• [TEXTO SELECCIONADO]:
José Ortega Cano ha escrito un nuevo y oscuro capítulo de una vida marcada por el sufrimiento familiar, la gloria como gran torero que fue y su irrefrenable decadencia a raíz de su viudedad y las desacertadas actuaciones fuera de los ruedos, que le han mediatizado y condenado para el resto de sus días.
Este miércoles ha sido condenado a dos años y medio de cárcel por el accidente de tráfico que provocó la muerte de otro conductor, Carlos Parra, hace dos años. Una sentencia que pretende recurrir y que le considera autor de un delito de conducción imprudente y de homicidio involuntario.
Benevolente ha terminado siendo la jueza con la actitud del torero, al que muchos testigos vieron beber alcohol en las horas previas al accidente, del que él también salió mal parado. 'Tambaleándose' y 'borracho' le describen varias personas que le vieron aquella fatídica noche del 28 de mayo de 2011 en el hotel bar La Alquería, cercano al punto kilómetro donde se provocó el accidente mortal en el término municipal de Castilblanco de los Arroyos (Sevilla).
Aparte de la pena de cárcel, la juez impone a Ortega el pago de una indemnización de 120.000 euros a la viuda del fallecido, Carlos Parra, y de 19.000 euros a cada uno de sus dos hijos. Escasa cuantía para el daño que Ortega Cano ha provocado en la familia Parra. También ha salido indemne de la acusación de embriaguez, ya que se ha anulado la prueba de alcoholemia que certificaba que el matador de toros conducía con 1,26 gramos de alcohol por litro de sangre, ya que considera que se rompió la cadena de custodia de las muestras. Aun as, es vox populi que desde hace tiempo el matador y la bebida se llevaban demasiado bien.
Ya pocos recuerdan la importancia de su figura en el mundo taurino, sobre todo a mediados de los 80 y principios de los 90. Porque Ortega Cano fue un torero de lo más cotizado y admirado: con cuatro Puertas Grandes de Las Ventas en su haber y otras muchas más en plazas de primer nivel como Sevilla, Barcelona o Bilbao. También dejará para el recuerdo de los amantes de las corridas la tarde del indulto del toro 'Belador' de Victorino Martín en 1982, el único astado al que se le ha perdonado la vida en la historia del coso de la calle Alcalá.
Pero la carrera de Ortega ha estado también marcada por los numerosos y graves percances, que le han hecho ser uno de los toreros más castigados por los toros, que respondieron así a las muertes de cientos de sus congéneres. Veinticuatro cicatrices guardan en su piel el recuerdo de numerosas e importantes cornadas, las más recordadas, la de Zaragoza que casi le cuesta la vida en 1987 o aquella otra gravísima también en Cartagena de Indias (Colombia) que dio la vuelta al mundo por el impacto de su inminente boda con la tonadillera Rocío Jurado en 1995.

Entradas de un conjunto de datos
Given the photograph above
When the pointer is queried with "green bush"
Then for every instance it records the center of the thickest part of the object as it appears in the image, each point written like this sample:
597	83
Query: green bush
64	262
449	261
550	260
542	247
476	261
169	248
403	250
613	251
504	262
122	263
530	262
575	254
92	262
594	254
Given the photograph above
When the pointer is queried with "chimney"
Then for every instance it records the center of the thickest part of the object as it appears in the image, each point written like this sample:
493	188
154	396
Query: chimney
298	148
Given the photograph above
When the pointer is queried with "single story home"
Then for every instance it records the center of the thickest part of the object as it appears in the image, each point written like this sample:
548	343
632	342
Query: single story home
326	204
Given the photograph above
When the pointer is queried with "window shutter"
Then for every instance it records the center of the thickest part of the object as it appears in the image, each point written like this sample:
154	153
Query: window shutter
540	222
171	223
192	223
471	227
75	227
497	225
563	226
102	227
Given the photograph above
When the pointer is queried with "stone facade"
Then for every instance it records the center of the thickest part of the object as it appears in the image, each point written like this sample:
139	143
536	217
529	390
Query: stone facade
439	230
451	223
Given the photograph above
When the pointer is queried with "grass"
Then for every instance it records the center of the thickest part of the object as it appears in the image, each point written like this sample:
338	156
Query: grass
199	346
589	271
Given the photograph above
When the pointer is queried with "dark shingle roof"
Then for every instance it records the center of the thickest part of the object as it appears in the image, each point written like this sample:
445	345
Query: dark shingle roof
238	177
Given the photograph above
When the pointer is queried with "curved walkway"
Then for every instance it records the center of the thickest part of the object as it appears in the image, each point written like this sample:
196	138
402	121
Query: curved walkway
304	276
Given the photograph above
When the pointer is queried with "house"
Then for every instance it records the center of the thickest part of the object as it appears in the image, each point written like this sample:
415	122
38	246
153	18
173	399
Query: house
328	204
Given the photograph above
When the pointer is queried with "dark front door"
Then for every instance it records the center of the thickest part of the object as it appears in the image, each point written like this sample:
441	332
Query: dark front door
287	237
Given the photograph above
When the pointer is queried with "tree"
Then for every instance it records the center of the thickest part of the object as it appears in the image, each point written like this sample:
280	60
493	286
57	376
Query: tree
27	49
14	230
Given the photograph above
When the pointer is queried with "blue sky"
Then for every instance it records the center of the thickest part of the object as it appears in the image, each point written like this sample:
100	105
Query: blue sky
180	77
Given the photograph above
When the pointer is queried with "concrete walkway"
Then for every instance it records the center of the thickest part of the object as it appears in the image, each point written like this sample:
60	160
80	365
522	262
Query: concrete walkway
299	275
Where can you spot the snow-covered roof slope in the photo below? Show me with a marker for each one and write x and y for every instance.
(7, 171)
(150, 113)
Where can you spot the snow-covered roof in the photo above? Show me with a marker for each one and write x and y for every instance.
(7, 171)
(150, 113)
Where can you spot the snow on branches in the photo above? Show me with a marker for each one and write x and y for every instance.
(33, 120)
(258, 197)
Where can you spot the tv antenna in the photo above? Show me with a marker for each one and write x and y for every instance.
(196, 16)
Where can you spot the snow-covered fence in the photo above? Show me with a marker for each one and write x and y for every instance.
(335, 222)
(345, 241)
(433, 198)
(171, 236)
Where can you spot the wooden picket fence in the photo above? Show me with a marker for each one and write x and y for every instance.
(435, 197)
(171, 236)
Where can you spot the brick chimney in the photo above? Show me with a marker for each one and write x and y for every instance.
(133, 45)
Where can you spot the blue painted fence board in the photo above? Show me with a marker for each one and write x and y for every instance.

• [TAREA]:
Transcribe del texto sobre José Ortega Cano el fragmento que va desde "Este miércoles ha" hasta "los Arroyos (Sevilla).", ambos incluidos. Los datos no tienen ningún papel en este ejercicio.

• [SOLUCIÓN]:
Este miércoles ha sido condenado a dos años y medio de cárcel por el accidente de tráfico que provocó la muerte de otro conductor, Carlos Parra, hace dos años. Una sentencia que pretende recurrir y que le considera autor de un delito de conducción imprudente y de homicidio involuntario.
Benevolente ha terminado siendo la jueza con la actitud del torero, al que muchos testigos vieron beber alcohol en las horas previas al accidente, del que él también salió mal parado. 'Tambaleándose' y 'borracho' le describen varias personas que le vieron aquella fatídica noche del 28 de mayo de 2011 en el hotel bar La Alquería, cercano al punto kilómetro donde se provocó el accidente mortal en el término municipal de Castilblanco de los Arroyos (Sevilla).